- _Work to complete_:
Exactly and only the lines from the one containing "Tag every instance of the canola" through the close of the entries below are to be set down.

◇ ◇ ◇ ◇ ◇

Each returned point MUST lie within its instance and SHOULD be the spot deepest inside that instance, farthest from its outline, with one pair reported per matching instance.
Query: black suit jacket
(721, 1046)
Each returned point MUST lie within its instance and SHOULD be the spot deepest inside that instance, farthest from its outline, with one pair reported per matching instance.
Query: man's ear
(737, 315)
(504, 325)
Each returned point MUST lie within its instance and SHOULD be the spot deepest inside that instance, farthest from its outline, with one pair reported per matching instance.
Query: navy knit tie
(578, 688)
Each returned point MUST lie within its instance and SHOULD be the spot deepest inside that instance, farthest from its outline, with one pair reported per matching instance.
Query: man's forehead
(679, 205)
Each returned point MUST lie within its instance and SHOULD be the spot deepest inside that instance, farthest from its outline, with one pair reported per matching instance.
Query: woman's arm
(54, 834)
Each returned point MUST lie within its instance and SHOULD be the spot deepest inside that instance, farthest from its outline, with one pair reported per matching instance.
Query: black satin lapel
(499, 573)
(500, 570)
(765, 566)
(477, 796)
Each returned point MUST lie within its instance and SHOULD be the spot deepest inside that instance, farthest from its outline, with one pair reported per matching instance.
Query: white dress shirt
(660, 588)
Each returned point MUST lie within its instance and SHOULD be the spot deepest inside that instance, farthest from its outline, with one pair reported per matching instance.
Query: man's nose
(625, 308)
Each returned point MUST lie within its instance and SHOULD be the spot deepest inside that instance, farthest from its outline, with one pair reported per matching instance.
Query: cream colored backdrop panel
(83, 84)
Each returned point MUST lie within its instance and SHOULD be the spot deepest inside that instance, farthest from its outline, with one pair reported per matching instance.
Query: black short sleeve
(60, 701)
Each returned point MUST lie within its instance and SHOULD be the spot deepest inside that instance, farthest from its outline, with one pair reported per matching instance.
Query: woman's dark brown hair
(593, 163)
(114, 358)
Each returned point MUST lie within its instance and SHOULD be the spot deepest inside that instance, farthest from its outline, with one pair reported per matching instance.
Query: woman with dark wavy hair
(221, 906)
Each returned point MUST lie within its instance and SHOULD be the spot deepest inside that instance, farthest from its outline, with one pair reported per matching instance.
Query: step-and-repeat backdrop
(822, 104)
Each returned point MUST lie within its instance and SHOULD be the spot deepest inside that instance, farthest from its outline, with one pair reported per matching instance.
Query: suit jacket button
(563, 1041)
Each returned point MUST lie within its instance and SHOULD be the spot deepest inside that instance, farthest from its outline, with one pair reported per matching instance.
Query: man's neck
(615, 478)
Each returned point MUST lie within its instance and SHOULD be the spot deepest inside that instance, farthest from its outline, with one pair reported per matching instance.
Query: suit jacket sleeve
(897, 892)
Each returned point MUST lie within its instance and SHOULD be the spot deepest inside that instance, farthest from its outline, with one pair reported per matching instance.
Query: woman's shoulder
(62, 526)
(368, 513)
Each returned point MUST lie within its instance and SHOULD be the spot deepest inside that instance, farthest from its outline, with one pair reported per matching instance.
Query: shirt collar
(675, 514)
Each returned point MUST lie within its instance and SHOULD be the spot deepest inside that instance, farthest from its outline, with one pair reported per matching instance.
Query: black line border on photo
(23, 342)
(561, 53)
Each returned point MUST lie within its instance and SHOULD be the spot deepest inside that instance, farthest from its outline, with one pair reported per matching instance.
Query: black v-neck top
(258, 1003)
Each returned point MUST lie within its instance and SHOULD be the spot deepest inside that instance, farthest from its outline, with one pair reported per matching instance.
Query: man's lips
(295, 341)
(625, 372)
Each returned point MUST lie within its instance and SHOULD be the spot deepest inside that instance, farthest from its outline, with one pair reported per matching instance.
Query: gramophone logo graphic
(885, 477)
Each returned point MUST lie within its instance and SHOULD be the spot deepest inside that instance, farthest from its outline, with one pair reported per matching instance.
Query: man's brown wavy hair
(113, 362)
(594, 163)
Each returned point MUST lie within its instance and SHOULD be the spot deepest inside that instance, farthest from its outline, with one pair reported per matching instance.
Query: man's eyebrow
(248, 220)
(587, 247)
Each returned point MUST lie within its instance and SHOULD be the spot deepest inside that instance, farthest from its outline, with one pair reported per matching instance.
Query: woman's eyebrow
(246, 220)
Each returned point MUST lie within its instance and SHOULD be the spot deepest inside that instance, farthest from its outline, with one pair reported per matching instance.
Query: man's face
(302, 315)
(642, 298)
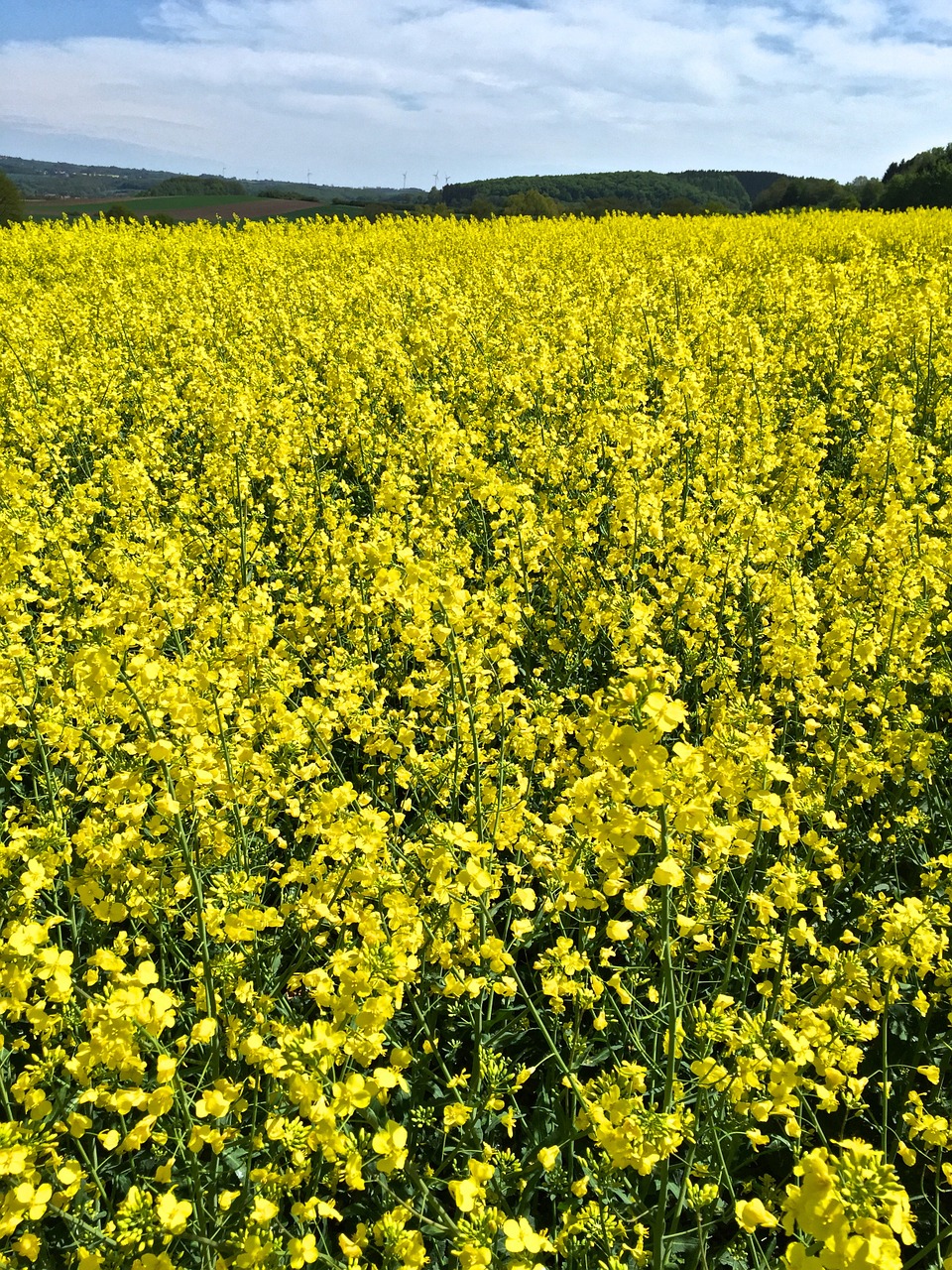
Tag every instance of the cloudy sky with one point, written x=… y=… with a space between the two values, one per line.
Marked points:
x=362 y=91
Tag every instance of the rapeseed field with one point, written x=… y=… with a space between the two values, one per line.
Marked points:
x=475 y=728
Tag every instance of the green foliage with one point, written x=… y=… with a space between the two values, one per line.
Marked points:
x=481 y=208
x=867 y=190
x=801 y=191
x=203 y=185
x=595 y=193
x=10 y=200
x=119 y=212
x=532 y=202
x=923 y=181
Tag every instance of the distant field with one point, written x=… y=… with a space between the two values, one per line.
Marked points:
x=190 y=207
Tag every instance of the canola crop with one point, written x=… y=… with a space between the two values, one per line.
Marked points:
x=475 y=744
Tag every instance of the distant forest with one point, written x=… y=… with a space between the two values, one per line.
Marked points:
x=923 y=181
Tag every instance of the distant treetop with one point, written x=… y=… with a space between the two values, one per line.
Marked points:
x=203 y=185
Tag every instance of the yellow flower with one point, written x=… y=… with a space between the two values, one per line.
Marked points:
x=390 y=1144
x=667 y=873
x=173 y=1213
x=751 y=1214
x=302 y=1251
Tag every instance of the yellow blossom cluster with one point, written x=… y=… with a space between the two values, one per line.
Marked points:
x=475 y=744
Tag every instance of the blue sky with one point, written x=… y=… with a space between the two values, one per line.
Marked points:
x=366 y=90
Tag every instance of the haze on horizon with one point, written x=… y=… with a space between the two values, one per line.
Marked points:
x=434 y=90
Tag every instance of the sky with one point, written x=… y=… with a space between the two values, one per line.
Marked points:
x=422 y=91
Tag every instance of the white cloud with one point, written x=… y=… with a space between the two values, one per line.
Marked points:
x=363 y=91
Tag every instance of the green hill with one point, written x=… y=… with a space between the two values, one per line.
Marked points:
x=627 y=190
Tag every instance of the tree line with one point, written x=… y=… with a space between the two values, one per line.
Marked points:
x=923 y=181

◇ ◇ ◇ ◇ ◇

- _Exercise solution_:
Tag every instance of the canola crop with one point, written x=… y=… with a space between the two values, one per line.
Marked points:
x=475 y=744
Tag every instance of the distant forest with one point, written x=… y=… with a space between the two values, one per line.
Marked points:
x=923 y=181
Tag every instance of the distant treetop with one point, written x=… y=… with a space between the two values, one per line.
Marked points:
x=203 y=185
Tag every instance of the yellow flower with one point, written x=… y=… with a space between the two values, one per line.
Marked points:
x=390 y=1144
x=667 y=873
x=173 y=1213
x=751 y=1214
x=302 y=1251
Tag every instance of the yellow blossom cluster with one point, written x=… y=… with a space between the two values, one per line.
Marked points:
x=475 y=744
Tag every instance of the blue sky with one point, written x=… y=… with a space between the two values, one per line.
Marked points:
x=366 y=90
Tag every instance of the haze on horizon with one point, written x=… y=… with a space between the two values, one per line.
Marked points:
x=434 y=90
Tag every instance of the sky with one point, written x=… y=… with a space between the two values, one per line.
Marked points:
x=422 y=91
Tag every instance of the white cloud with one point, written x=… y=… with a space between the two values, one per line.
Marked points:
x=363 y=91
Tag every instance of the green hill with one point, written x=… y=… with a space between the two values, one per line.
Marked points:
x=627 y=190
Tag every instance of the tree line with one point, written x=… y=… with a space between the two values, one per line.
Marked points:
x=923 y=181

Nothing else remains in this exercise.